> [GESELECTEERD FRAGMENT]
◆ ◆ ◆ ◆ ◆ ◆ ◆

Overal in de media hebben we de laatste tijd berichten gezien over hoe 2014 het jaar van het herstel van de Nederlandse economie is. Als we dit moeten geloven, gaat het vanaf nu geleidelijk beter en is de crisis straks verleden tijd. Maar is de crisis wel over?
De crisis die in 2008 begon, heeft Nederland hard geraakt. De eerste jaren leek de schade wel mee te vallen, doordat de omvallende banken gered werden met miljardensteun, maar het effect van deze steun was een enorm begrotingstekort. Kabinetten-Rutte I en II probeerden vervolgens dit tekort weg te werken door miljarden euro’s aan bezuinigingen en lastenverzwaringen, maar tevergeefs. Het effect was dat tussen 2009 en 2013 het reële inkomen met 9% gedaald is, wat de consumptie flink heeft beperkt en zo de crisis heeft verergerd. De gevolgen hiervan zijn een stijging van de armoede (van 5,5% in 2008, naar 7,6% in 2013), werkloosheid (van 3,8% in 2008 naar 8,5% eind 2013) en hypotheekschuld (huishoudens hebben nu meer schulden dan vermogen).
Nu leest men overal dat de crisis praktisch over is. Hoewel licht herstel niet uitgesloten is, zijn deze berichten meer wens dan werkelijkheid. Zo kwam het UWV 6 februari met de voorspelling dat er 66.000 banen verloren gaan in 2014. Dit volgt op een verlies van 134.000 banen in 2013. Hoewel een lichte groei inderdaad officieel een herstel is, is een herstel zonder nieuwe banen (een ‘jobless recovery’, zoals men in de VS zegt) voor de werkende klasse een inhoudsloze frase. De vraag is dan ook, wiens herstel is dit? Het is in ieder geval geen herstel voor de werkende klasse.
De export
De voorspellingen zijn gebaseerd op de verwachtingen van de Nederlandse export. Het Nederlandse kapitalisme is traditioneel gericht op de export, voornamelijk naar Duitsland en andere Europese landen. Sinds de jaren ’80 gaat dit samen met de pavlovreactie dat als het economisch iets minder gaat, dat altijd veroorzaakt zou worden door de hoge loonkosten, en er dus loonmatiging nodig is. Om de consumptie toch op peil te houden en te laten stijgen, is er jarenlang gebruik gemaakt van goedkoop krediet, vooral hypotheken. Van een middel om de welvaart kunstmatig op te krikken, zijn de hypotheken op dialectische wijze veranderd in een blok van schulden om het been van vele huishoudens. Dit beperkt nu de consumptie en zo het herstel van de economie, wat tot verder baanverlies leidt. De arbeidersklasse plukt nu de zure vruchten van de door de werkgevers (met samenwerking van de vakbondsbureaucratie) opgelegde jarenlange loonmatiging. Vooral nu zij ook de dupe is van de vele bezuinigingen en lastenverzwaringen van de kabinetten-Rutte.

◆ ◆ ◆ ◆ ◆ ◆ ◆

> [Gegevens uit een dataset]
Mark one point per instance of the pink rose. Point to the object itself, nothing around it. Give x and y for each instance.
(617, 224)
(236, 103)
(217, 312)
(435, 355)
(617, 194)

◆ ◆ ◆ ◆ ◆ ◆ ◆

> [OPDRACHTEN]
1. Hoeveel banen gingen er in 2013 verloren volgens het fragment over de economische crisis?
2. Vat in het fragment over de economische crisis de alinea die begint met "De crisis die in 2008 begon" samen als een lijst met de belangrijkste feiten.
3. Zet het fragment over de economische crisis voort na de laatste zin.
De gegevens hebben niets met het fragment over de economische crisis te maken.

> [DE ANTWOORDEN]
1. Er gingen in 2013 134.000 banen verloren.

2.
- De crisis begon in 2008 en raakte Nederland hard.
- Omvallende banken werden met miljardensteun gered, wat een enorm begrotingstekort opleverde.
- De kabinetten-Rutte I en II probeerden dit tekort tevergeefs weg te werken met miljarden aan bezuinigingen en lastenverzwaringen.
- Het reële inkomen daalde tussen 2009 en 2013 met 9%, wat de consumptie beperkte en de crisis verergerde.
- De armoede steeg van 5,5% in 2008 naar 7,6% in 2013.
- De werkloosheid steeg van 3,8% in 2008 naar 8,5% eind 2013.
- De hypotheekschuld nam toe: huishoudens hebben nu meer schulden dan vermogen.

3.
Volgens economen van ING loopt het Nederlandse handelsoverschot in 2014 op tot wel 11%. Hier moeten echter wel kanttekeningen bij geplaatst worden. Ten eerste bestaat ongeveer één derde van de export uit heruitvoer, oftewel de Rotterdamse haven dient als haven voor Duitsland en andere landen. Dit is dus louter doorvoer van goederen.
Ten tweede is Nederland grotendeels afhankelijk van export naar andere Europese landen, voornamelijk Duitsland. Duitsland zelf is ook steeds meer afhankelijk van de export. De export van Nederland en Duitsland naar andere Europese landen blijft redelijk onzeker. Zoals Mario Draghi, de president van de Europese Centrale Bank, waarschuwde, blijft de economie van de Eurozone zeer zwak en breekbaar. Duitsland zelf, wat als de economische motor van Europa beschouwd wordt, groeide afgelopen jaar slechts 0,7%. Dit betekent dat de exportmarkten voor Nederland absoluut niet zeker zijn. Nederland zelf loopt volgens het ING achter op het gebied van nieuwe markten in Azië en raakt zijn positie in de wereldhandel geleidelijk kwijt. Dit is niets nieuws, maar is enkel de voortzetting van een decennialange trend waar het Nederlandse kapitalisme zijn onafhankelijke rol is kwijtgeraakt en steeds meer afhankelijk is geworden van grotere machten als Duitsland en de VS.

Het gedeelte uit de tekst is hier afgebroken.